▶ [EXERCISES TO COMPLETE]
a) List every person named in the text about the Central Library for Blind and Reading Impaired People in Israel.
b) Continue the history of the Central Library for Blind and Reading Impaired People in Israel, picking up after its final sentence.

The Central Library for Blind and Reading Impaired People (Israel) (Hebrew: הספרייה המרכזית לעיוורים ולבעלי לקויות קריאה), formerly known as The Central Library for the Blind, Visually Impaired and Handicapped, supplies people who cannot read books, for various disabilities, with books which are suitable for them, either in Braille, large print, or in recorded formats.

==History==
The library was established in 1951 as a response to the need to rehabilitate soldiers who sustained injuries which blinded them during the 1947–1949 Palestine war.

The Israeli Ministry of Defense with Dr. Ludwig Cohen and Chaja Böhm pioneered the idea, and with the help of volunteers, Mrs. Elfriede Schönfeld and Mrs. Grünthal, translated books to Braille. Haya Berm, the first director of the library who would remain with it until 1977, joined during this period.

▶ [DATA PROVIDED]
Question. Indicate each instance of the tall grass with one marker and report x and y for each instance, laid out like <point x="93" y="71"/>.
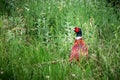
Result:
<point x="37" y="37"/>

▶ [YOUR RESPONSES]
a)
Dr. Ludwig Cohen
Chaja Böhm
Mrs. Elfriede Schönfeld
Mrs. Grünthal
Haya Berm

b)
In 1959 the library started also producing audio cassettes through a studio in Tel-Aviv, beginning the project of transferring recorded books to cassettes in 1972. The most notable recording made in this period was a recording of The Tanach by Shlomo Bertonov.

In 2004 the effort to convert the audio cassettes, which were produced until that point, to CD format began, alongside producing new books in CD audio format.

The library nowadays (2012) produces CDs, Braille books, and large print books.